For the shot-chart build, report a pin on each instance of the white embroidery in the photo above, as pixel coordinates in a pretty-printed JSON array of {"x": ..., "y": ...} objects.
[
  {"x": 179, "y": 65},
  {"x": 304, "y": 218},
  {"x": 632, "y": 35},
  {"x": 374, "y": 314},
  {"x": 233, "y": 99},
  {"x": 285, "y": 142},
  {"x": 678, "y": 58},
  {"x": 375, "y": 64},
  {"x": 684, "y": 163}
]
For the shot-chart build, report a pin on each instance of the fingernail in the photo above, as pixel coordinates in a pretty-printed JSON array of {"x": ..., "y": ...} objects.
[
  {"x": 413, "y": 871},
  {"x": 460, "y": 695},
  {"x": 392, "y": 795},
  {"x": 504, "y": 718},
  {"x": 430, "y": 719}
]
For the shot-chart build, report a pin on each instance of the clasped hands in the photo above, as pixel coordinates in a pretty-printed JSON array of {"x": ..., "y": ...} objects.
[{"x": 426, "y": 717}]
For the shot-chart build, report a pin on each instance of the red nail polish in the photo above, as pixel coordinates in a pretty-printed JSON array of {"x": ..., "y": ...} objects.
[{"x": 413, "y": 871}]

**What you need to do:**
Please write out all of the material above word for word, with every line kept identical.

**Output of the exercise:**
For the shot-chart build, report a pin on each instance of the white embroidery in the photo above, as pixel coordinates in a pretty-printed JSON array of {"x": ..., "y": ...} objects.
[
  {"x": 179, "y": 65},
  {"x": 304, "y": 218},
  {"x": 632, "y": 35},
  {"x": 374, "y": 314},
  {"x": 233, "y": 99},
  {"x": 285, "y": 142},
  {"x": 678, "y": 58},
  {"x": 375, "y": 64},
  {"x": 684, "y": 163}
]
For the shot-chart build, report a pin on each instance of the fingernail in the photo above, as pixel coordinates in a pretty-printed JSON array of {"x": ..., "y": ...} objects.
[
  {"x": 413, "y": 871},
  {"x": 460, "y": 695},
  {"x": 392, "y": 795},
  {"x": 504, "y": 718},
  {"x": 430, "y": 719}
]
For the shot-chart build, report a pin on each instance of the clasped hands in the photo above, as pixel coordinates in a pretty-printed JSON array of {"x": ..., "y": ...} objects.
[{"x": 426, "y": 717}]
For the shot-chart build, report a pin on each instance of the red nail polish in the photo above, as pixel coordinates in a pretty-printed JSON array of {"x": ..., "y": ...} objects.
[{"x": 413, "y": 871}]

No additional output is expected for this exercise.